- [GIVEN EXERCISE 1] Translate this sentence from the passage on Saddam Hussein's trial into Spanish: "The CIA could not break the former Iraqi president."

- [DOCUMENT TEXT]
The CIA could not break the former Iraqi president. After nearly seven months of interrogation and solitary confinement, a fit and imperious looking Saddam Hussein surveyed the US-financed Iraqi special tribunal, smiled and then pronounced: ‘This is theatre. Bush is the real criminal.’
Dishevelled, confused and compliant when captured, Saddam must have seemed the perfect puppet for an election-friendly show trial. Salem Chalabi, the nephew of the until recently omnipresent Ahmad Chalabi, was handpicked by the US envoy, Paul Bremer, to direct the production. A quick cut-and-paste job provided a statute for the tribunal; a slate of safely anti-Saddam judges was rubber-stamped by Bremer’s Iraqi Governing Council. And after the council had been hastily transformed into a supposedly sovereign interim government last month, one of its first acts was to reintroduce the death penalty. Everything was ready except the star defendant – whose resilience should have come as no surprise.

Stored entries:
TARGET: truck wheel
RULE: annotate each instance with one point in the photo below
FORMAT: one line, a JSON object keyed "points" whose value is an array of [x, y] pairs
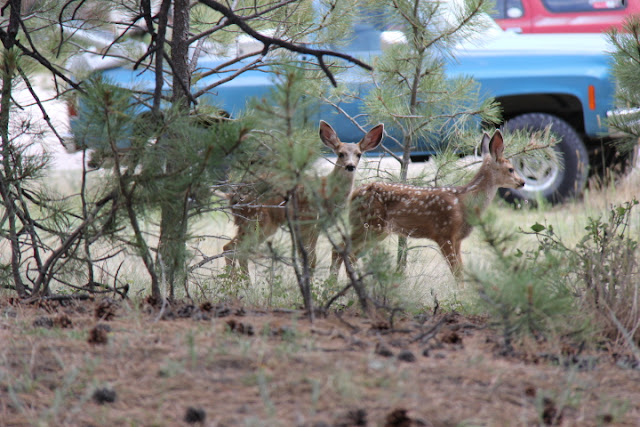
{"points": [[563, 175]]}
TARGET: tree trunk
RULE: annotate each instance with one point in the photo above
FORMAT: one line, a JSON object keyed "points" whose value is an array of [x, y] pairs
{"points": [[6, 175], [174, 212]]}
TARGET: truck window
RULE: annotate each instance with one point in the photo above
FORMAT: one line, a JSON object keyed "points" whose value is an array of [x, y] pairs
{"points": [[560, 6], [508, 9]]}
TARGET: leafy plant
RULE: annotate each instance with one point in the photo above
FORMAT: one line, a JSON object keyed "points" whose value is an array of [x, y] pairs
{"points": [[525, 293]]}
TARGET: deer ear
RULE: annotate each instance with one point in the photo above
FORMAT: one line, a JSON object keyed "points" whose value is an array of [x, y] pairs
{"points": [[372, 139], [496, 145], [484, 144], [329, 136]]}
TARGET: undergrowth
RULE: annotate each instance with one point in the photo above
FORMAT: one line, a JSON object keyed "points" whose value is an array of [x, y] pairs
{"points": [[585, 292]]}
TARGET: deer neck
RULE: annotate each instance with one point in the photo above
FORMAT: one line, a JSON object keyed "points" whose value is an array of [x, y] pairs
{"points": [[481, 190], [340, 182]]}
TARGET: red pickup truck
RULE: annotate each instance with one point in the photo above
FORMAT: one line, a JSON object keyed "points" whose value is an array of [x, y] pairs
{"points": [[563, 16]]}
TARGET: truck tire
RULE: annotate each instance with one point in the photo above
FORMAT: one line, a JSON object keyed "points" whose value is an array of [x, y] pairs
{"points": [[554, 180]]}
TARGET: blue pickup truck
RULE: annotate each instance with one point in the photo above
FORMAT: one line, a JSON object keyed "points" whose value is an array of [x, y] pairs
{"points": [[557, 80]]}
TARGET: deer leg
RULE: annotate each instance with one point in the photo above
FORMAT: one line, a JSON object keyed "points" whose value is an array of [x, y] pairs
{"points": [[448, 249], [309, 236], [241, 258]]}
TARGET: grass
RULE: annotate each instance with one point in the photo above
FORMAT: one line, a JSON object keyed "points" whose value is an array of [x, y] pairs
{"points": [[427, 275]]}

- [GIVEN EXERCISE 2] Quote the stored entries word for word, beginning at the line that contains "TARGET: deer leg" and stopping after the last of the rows.

- [EXERCISE SOLUTION 1] La CIA no pudo quebrar al ex presidente iraquí.

- [EXERCISE SOLUTION 2]
TARGET: deer leg
RULE: annotate each instance with one point in the photo above
FORMAT: one line, a JSON object keyed "points" whose value is an array of [x, y] pairs
{"points": [[448, 249], [309, 236], [241, 258]]}
TARGET: grass
RULE: annotate each instance with one point in the photo above
FORMAT: one line, a JSON object keyed "points" whose value is an array of [x, y] pairs
{"points": [[427, 275]]}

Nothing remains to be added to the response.